- What to produce: The reply should be one number: how many lines of the data below contain "wall".

Referring expression data
◇ ◇ ◇ ◇
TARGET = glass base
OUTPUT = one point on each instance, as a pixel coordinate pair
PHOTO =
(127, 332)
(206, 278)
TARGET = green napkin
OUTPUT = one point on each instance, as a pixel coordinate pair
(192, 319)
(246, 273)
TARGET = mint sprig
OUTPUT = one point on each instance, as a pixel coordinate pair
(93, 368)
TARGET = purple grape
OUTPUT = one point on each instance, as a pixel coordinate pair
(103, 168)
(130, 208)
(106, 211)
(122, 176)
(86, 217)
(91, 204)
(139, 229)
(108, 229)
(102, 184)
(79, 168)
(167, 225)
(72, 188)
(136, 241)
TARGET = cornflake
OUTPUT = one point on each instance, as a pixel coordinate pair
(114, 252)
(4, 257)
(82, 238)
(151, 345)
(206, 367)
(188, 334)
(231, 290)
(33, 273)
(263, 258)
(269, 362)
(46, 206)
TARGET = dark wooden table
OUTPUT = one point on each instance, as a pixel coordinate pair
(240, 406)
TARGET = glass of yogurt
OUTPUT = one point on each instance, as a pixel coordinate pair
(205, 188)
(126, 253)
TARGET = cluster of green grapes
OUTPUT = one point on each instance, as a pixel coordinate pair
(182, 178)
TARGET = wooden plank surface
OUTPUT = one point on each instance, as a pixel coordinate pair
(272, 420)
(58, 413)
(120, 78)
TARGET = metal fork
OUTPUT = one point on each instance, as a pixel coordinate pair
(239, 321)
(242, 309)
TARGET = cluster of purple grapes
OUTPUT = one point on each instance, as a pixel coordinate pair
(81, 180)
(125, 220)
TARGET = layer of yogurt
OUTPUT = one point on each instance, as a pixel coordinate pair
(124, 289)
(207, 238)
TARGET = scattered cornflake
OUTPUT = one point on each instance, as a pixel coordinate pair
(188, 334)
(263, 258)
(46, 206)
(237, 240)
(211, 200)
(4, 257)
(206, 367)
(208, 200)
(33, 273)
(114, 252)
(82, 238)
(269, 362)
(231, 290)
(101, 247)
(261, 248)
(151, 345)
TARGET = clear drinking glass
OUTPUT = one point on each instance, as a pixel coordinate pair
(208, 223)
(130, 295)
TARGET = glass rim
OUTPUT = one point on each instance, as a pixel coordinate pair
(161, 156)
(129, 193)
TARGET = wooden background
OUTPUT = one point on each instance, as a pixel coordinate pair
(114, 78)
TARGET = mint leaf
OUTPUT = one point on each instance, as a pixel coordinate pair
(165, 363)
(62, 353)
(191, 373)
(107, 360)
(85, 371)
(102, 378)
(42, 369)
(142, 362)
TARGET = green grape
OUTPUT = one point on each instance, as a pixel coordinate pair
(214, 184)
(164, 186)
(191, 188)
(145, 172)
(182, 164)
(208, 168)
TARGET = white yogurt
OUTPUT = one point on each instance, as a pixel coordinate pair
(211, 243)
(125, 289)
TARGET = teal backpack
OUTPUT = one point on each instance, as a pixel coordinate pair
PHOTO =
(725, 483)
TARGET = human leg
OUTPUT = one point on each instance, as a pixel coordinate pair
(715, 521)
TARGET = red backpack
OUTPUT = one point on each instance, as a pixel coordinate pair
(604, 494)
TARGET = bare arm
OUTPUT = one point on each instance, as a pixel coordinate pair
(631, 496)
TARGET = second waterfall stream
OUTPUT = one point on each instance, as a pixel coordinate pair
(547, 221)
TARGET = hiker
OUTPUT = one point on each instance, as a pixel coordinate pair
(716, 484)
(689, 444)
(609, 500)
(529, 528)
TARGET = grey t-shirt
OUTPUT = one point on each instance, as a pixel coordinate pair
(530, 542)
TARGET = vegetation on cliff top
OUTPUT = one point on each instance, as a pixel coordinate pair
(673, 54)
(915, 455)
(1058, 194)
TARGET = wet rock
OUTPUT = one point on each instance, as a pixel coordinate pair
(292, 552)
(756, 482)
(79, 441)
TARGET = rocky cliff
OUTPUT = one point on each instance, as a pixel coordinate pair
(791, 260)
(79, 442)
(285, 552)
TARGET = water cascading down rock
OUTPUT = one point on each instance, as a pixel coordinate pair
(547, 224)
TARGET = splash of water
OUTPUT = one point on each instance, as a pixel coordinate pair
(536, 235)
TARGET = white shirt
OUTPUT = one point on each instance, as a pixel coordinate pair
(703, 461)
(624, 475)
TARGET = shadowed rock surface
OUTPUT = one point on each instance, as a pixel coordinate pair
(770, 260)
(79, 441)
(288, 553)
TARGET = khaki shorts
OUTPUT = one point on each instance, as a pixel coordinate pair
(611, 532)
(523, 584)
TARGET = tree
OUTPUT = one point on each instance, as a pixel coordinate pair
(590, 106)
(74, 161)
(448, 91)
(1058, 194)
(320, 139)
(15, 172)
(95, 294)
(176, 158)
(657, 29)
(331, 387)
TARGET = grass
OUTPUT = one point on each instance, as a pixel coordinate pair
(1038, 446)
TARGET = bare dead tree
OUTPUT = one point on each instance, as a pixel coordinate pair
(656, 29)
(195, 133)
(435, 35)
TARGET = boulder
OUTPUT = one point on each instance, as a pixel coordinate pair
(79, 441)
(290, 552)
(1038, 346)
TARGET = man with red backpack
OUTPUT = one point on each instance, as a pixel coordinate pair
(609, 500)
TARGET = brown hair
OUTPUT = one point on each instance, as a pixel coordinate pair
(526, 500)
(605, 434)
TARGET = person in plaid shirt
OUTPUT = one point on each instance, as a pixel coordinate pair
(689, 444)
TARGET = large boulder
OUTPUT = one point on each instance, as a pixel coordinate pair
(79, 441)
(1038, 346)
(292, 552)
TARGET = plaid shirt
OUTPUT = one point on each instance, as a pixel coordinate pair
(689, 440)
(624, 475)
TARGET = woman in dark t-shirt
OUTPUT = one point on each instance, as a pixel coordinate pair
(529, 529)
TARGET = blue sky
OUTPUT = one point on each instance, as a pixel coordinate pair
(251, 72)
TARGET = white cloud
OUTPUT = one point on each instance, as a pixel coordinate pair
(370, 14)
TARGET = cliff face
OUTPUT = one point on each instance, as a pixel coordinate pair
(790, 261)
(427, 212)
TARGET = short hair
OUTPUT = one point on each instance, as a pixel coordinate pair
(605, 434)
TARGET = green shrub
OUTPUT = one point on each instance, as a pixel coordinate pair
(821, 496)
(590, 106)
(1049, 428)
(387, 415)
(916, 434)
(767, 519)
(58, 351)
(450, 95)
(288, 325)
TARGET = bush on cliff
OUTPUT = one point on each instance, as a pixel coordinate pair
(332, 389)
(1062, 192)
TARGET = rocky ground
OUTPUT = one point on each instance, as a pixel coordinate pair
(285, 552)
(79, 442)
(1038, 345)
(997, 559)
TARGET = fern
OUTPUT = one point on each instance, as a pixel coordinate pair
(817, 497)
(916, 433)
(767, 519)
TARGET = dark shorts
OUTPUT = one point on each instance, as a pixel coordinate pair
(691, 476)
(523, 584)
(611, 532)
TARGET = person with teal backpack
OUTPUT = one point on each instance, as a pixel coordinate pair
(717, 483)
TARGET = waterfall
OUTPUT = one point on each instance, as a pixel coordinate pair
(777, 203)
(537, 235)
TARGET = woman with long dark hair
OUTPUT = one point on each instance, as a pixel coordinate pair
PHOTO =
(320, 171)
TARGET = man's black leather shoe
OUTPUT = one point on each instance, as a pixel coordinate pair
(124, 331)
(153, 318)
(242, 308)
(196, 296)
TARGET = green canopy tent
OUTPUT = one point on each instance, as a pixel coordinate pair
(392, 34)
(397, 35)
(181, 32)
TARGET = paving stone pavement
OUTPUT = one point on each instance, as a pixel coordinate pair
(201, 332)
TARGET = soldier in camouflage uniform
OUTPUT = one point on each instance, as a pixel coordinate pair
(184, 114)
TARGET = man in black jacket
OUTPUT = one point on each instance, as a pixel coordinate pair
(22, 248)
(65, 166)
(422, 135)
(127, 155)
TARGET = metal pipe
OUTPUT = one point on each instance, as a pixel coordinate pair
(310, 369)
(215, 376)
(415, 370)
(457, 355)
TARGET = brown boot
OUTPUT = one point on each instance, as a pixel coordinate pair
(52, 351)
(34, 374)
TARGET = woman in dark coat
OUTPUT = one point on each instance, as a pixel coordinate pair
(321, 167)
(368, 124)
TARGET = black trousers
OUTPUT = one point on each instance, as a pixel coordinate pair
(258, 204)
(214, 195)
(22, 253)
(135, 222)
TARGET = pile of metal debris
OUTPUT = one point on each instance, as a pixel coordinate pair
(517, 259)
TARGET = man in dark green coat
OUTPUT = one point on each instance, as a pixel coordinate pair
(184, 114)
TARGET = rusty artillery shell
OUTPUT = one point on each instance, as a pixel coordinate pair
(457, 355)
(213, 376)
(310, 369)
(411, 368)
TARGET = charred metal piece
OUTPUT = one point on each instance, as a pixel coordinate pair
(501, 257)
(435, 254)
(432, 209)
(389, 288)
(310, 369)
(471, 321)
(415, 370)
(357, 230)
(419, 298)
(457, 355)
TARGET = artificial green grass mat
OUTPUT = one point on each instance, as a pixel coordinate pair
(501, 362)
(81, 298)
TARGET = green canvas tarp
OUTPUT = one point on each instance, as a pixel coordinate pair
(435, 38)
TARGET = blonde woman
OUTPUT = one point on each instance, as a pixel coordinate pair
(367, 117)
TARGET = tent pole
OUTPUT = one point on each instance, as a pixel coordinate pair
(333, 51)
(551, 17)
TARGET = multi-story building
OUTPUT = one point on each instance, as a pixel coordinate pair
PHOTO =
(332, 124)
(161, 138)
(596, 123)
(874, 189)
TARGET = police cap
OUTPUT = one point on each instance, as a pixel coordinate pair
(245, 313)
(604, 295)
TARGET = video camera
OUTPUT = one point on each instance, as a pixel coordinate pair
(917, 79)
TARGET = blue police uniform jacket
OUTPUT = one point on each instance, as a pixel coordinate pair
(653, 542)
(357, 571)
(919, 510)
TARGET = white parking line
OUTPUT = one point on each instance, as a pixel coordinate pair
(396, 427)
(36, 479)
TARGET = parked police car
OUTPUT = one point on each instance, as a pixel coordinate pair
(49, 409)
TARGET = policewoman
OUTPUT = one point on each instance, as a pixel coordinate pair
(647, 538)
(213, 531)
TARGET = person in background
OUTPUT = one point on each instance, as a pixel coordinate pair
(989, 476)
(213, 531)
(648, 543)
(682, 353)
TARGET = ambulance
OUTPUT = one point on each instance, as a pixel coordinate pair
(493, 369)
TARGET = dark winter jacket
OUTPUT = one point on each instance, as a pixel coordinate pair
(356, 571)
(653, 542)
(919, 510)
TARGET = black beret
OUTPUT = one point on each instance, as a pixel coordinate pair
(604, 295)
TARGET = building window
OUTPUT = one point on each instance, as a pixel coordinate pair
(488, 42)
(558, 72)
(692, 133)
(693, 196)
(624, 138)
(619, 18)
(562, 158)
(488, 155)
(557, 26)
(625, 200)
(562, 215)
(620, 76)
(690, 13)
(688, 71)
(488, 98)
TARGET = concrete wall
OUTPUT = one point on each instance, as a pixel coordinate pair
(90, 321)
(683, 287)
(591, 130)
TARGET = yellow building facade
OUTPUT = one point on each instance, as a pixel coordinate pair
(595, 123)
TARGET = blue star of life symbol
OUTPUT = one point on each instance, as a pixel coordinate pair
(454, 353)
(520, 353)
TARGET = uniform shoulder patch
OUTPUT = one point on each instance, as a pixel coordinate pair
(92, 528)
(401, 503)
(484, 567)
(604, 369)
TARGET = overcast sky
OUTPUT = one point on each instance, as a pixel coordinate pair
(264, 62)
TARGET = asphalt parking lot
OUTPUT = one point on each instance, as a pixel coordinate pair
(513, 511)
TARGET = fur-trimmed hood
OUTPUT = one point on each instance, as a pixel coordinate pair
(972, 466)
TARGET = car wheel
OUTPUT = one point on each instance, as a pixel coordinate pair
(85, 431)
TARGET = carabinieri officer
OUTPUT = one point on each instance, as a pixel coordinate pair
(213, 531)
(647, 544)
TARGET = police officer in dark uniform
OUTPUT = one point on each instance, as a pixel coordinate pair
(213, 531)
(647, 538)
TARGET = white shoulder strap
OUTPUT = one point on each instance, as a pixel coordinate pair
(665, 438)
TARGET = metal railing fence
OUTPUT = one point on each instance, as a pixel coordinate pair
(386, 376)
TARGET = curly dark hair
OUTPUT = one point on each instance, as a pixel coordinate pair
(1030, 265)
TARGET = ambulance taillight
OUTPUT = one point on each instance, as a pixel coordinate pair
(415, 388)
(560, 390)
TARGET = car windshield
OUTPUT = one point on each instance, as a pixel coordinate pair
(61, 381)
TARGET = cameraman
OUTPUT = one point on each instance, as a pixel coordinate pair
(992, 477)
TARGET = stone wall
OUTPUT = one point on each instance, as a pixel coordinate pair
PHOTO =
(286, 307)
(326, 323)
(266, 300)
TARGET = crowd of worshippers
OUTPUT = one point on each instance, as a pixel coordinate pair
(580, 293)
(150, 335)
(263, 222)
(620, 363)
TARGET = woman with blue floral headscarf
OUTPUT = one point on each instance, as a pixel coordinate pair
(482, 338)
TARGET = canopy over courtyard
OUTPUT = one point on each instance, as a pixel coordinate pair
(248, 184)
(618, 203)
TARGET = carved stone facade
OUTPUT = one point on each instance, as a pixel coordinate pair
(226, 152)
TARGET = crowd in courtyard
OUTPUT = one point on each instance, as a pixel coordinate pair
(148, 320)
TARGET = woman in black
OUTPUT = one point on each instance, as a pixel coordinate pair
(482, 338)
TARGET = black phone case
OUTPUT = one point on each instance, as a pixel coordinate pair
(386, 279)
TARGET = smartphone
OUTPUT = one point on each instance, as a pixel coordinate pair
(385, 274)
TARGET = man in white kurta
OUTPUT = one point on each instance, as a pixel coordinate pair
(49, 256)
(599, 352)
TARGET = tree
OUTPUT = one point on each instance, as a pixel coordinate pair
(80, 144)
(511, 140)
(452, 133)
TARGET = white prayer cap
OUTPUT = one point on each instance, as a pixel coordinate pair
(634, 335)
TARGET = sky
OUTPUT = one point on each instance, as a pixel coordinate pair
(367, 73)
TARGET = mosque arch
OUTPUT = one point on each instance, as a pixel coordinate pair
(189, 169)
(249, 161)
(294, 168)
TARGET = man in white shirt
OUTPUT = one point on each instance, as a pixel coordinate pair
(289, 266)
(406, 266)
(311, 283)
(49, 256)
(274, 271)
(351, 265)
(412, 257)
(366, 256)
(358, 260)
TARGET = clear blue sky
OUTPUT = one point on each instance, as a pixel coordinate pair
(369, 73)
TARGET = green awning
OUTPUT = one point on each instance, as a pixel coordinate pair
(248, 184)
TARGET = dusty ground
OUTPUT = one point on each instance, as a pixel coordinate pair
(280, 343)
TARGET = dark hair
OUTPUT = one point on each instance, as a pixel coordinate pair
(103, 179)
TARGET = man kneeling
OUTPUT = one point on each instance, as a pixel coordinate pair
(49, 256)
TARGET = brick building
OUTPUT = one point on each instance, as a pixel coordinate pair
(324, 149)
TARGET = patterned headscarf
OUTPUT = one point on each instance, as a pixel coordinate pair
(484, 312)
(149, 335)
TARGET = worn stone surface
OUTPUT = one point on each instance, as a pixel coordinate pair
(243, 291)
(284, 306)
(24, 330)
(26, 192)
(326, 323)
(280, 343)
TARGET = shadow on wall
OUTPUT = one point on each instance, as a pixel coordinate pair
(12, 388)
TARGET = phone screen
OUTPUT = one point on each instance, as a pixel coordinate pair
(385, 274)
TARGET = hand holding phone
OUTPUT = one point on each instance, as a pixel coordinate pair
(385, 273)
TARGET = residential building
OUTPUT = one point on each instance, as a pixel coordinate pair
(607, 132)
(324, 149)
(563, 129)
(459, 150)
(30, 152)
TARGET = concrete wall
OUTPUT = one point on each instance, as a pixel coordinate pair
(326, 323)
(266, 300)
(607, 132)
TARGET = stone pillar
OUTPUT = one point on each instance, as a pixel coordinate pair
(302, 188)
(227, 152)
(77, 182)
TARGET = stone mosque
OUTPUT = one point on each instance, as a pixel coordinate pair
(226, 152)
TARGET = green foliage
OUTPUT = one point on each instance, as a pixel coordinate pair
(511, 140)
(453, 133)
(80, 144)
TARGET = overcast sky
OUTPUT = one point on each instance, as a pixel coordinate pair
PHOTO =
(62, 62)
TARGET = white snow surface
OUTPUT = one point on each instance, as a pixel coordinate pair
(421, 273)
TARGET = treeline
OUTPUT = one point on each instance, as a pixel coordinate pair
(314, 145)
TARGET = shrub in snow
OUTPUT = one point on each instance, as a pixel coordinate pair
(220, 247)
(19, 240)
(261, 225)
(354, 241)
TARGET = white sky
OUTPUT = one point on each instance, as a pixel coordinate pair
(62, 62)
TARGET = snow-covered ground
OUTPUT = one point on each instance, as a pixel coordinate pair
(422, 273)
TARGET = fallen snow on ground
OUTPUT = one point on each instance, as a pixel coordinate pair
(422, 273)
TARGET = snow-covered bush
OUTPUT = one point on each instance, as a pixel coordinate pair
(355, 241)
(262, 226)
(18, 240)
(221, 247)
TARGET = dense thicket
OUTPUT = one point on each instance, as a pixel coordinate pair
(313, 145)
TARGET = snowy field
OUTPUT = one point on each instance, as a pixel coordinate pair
◇ ◇ ◇ ◇
- Solution to the problem: 4